-- Task brief --
Leaving out every picture, output the records below exactly as they are.

-- Records for this task --
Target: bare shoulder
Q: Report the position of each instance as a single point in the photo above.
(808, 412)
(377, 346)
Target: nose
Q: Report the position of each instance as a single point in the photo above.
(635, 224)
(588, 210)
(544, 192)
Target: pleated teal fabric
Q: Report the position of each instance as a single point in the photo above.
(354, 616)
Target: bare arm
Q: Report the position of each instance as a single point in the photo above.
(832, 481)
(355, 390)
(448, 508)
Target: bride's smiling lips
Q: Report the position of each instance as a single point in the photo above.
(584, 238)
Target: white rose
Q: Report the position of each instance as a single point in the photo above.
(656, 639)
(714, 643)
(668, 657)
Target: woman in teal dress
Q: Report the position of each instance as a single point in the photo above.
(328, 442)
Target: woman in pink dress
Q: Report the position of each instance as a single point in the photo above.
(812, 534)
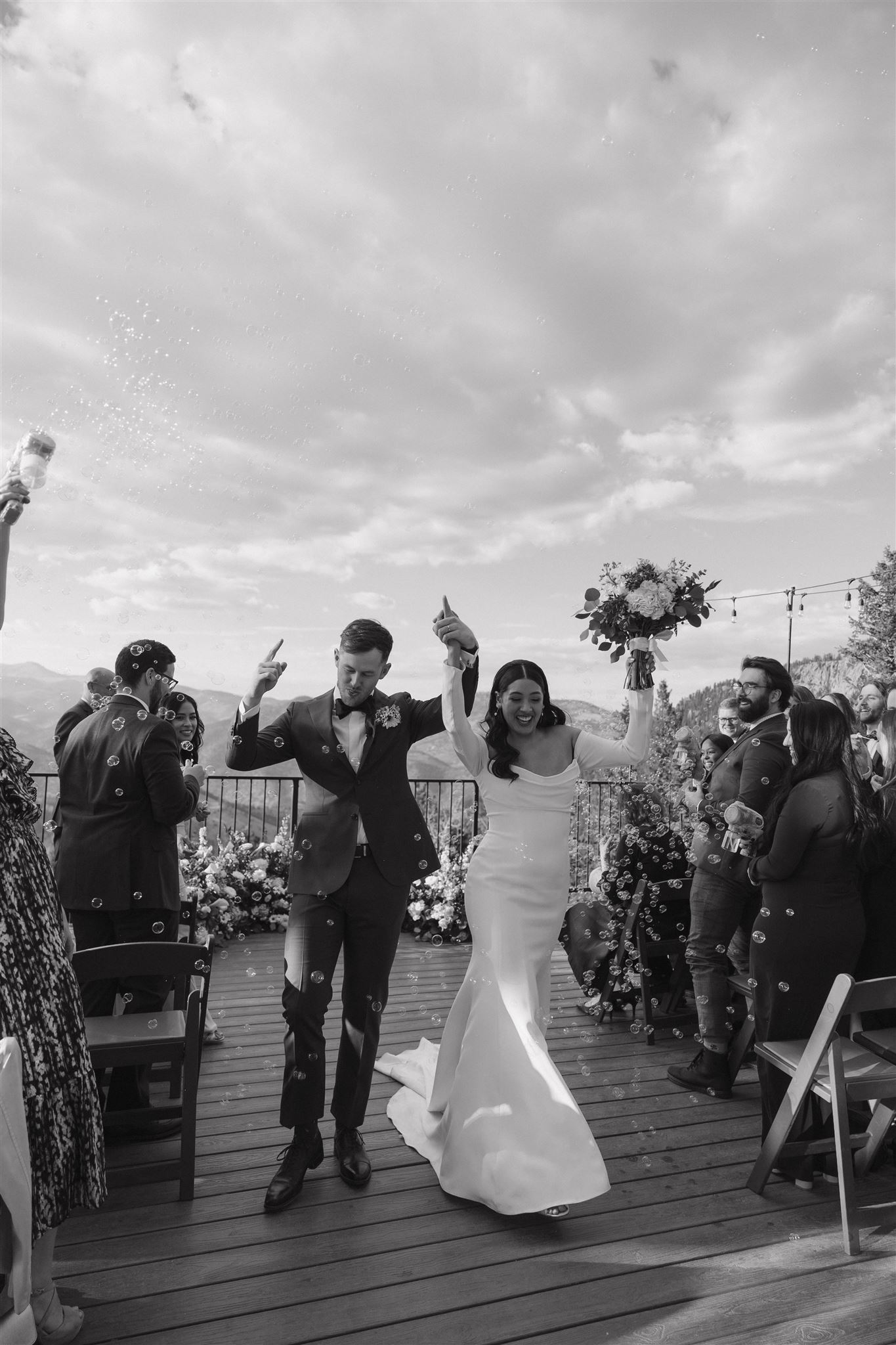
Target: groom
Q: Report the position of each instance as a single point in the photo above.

-- Written solution --
Target: bare shoulder
Q: Report the position of each instance as a single point in the photo above.
(808, 412)
(377, 346)
Target: nose
Q: Report the position of each instance as a single point in the photo above.
(635, 224)
(588, 210)
(544, 192)
Target: pleated teal fabric
Q: Report the position of each instance as a single point in the photo above.
(354, 616)
Target: bare arm
Q: Report the position of each instance as a single point in the photo above.
(832, 481)
(355, 390)
(448, 508)
Target: bride's smiling lips
Q: Report the position of each instance as a single point in the photo above.
(584, 238)
Target: white rose
Q: Report the position of each instance as a single point in the photo above.
(656, 639)
(714, 643)
(668, 657)
Target: woman in teal dress
Q: Report the position of each instance as a single point in the photo above.
(328, 442)
Target: woman in pink dress
Q: Report the position of each instance as a single point in the photo above.
(812, 534)
Target: groom
Q: Report the position of each instance as a single point in the photo above.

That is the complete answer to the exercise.